══ EXERCISE MATERIALS ══
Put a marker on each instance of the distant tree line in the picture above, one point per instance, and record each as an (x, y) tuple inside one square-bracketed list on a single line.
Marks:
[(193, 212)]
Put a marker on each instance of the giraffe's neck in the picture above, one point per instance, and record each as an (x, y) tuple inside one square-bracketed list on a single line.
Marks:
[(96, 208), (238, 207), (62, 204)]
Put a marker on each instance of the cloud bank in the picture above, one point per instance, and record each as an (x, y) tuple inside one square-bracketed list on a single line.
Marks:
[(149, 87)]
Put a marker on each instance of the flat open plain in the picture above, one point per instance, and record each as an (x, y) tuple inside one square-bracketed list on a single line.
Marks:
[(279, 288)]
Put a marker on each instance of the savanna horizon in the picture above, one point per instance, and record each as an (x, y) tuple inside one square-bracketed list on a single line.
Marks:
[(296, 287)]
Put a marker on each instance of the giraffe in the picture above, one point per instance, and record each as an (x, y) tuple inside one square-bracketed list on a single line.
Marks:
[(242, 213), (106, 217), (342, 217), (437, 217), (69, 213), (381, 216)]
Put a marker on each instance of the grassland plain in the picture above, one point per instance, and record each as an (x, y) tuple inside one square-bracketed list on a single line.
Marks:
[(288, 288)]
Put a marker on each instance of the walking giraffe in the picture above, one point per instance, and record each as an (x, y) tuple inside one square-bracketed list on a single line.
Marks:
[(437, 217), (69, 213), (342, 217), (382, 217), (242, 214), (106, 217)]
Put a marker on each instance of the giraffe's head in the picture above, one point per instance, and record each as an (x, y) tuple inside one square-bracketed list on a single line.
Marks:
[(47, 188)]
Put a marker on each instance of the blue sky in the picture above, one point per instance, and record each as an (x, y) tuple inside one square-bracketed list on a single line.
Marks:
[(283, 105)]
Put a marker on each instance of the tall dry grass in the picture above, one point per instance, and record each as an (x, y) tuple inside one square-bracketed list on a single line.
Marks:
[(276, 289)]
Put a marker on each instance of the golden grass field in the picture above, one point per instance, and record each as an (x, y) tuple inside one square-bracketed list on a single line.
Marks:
═══
- WORK INSTRUCTIONS -
Please write out the lines that run from the one with "Put a marker on each instance of the giraffe's head" to the end of the records, both included, exactly as they appear.

- SOLUTION TO THIS TASK -
Put a marker on each instance of the giraffe's head in the picture above, one point per instance, and record each as an (x, y) tuple inside one square-bracketed list on a single line.
Marks:
[(47, 188)]
Put a marker on each instance of the blue sky in the picture above, one point per instance, and record each as an (x, y) tuple inside one square-bracketed list on a single line.
Marks:
[(283, 105)]
Put a marker on each instance of the tall dry grass in the picture above, one point per instance, and record each as an (x, y) tuple inside one square-bracketed list on a single line.
Marks:
[(276, 289)]
Put a marker on each instance of the golden grass field in the picture above, one point per instance, and record each as an (x, y) tuple inside one square-bracketed list on a single line.
Marks:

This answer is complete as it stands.